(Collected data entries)

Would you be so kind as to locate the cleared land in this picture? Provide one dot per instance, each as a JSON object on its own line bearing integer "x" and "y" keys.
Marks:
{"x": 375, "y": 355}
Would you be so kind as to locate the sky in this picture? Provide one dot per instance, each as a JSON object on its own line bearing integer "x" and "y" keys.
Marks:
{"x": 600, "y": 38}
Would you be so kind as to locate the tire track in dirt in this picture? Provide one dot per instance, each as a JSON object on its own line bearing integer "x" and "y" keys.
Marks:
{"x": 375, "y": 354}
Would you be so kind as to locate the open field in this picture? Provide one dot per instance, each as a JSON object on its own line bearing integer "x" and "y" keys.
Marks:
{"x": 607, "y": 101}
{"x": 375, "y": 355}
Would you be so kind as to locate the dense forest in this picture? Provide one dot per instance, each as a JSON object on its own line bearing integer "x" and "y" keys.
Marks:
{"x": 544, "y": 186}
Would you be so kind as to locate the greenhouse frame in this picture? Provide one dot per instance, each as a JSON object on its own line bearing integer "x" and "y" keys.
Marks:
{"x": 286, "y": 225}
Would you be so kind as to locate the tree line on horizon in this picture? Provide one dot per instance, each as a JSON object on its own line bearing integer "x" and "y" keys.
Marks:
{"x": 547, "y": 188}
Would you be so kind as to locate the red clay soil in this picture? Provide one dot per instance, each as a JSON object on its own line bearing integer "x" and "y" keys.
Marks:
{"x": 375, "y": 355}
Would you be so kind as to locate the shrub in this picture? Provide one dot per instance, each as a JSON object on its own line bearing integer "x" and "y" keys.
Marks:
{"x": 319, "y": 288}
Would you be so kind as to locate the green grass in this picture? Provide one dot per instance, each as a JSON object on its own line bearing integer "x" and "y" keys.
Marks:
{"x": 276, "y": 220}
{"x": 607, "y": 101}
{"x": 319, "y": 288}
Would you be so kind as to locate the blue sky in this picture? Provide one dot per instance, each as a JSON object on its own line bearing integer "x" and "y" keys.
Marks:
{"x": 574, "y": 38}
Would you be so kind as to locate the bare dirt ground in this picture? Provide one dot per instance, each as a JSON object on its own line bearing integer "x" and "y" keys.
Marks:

Required work: Reproduce all of the material above without changing a single character.

Solution:
Would you be so kind as to locate the cleared land in this picture? Provide one dot per instance, each as a JSON object on its own line bearing integer "x" and "y" keys.
Marks:
{"x": 375, "y": 355}
Would you be so kind as to locate the sky in this picture? Provide one dot per instance, each as a JSON object on its own line bearing integer "x" and "y" keys.
Marks:
{"x": 600, "y": 38}
Would you be so kind as to locate the tire track in dirt in this picture? Provide one dot per instance, each as a JSON object on its own line bearing integer "x" and "y" keys.
Marks:
{"x": 375, "y": 354}
Would you be so kind as to locate the open field in this picture? Provide one dot per instance, each as a JSON object on its own line bearing integer "x" and "y" keys.
Marks:
{"x": 607, "y": 101}
{"x": 375, "y": 355}
Would you be so kind as to locate the dense forest in this picture? Provide one dot per instance, each as a JSON object on its own line bearing integer "x" and "y" keys.
Marks:
{"x": 544, "y": 186}
Would you be so kind as to locate the greenhouse frame in this picture? Provide one dot per instance, each as a JSON object on its own line bearing integer "x" and "y" keys.
Marks:
{"x": 286, "y": 225}
Would you be so kind as to locate the tree line on horizon in this picture? Provide one dot per instance, each as a JSON object on its own line bearing integer "x" and "y" keys.
Marks:
{"x": 547, "y": 188}
Would you be so kind as to locate the red clay soil in this picture? Provide one dot per instance, each as a JSON object on its own line bearing integer "x" and "y" keys.
Marks:
{"x": 375, "y": 355}
Would you be so kind as to locate the shrub in this picture? Provide one dot per instance, each as a JSON object on its own line bearing integer "x" and "y" keys.
Marks:
{"x": 319, "y": 288}
Would you be so kind as to locate the green grass in this picture? Provide one dot per instance, each as a JSON object on its own line bearing integer "x" and "y" keys.
Marks:
{"x": 276, "y": 220}
{"x": 607, "y": 101}
{"x": 319, "y": 288}
Would you be so kind as to locate the blue sky in this picture? Provide one dot per instance, each as a JSON object on its own line bearing integer "x" and "y" keys.
Marks:
{"x": 574, "y": 38}
Would you be so kind as to locate the bare dirt ground in this picture? Provide one dot per instance, each as a JSON object on its own line bearing integer "x" and "y" keys.
Marks:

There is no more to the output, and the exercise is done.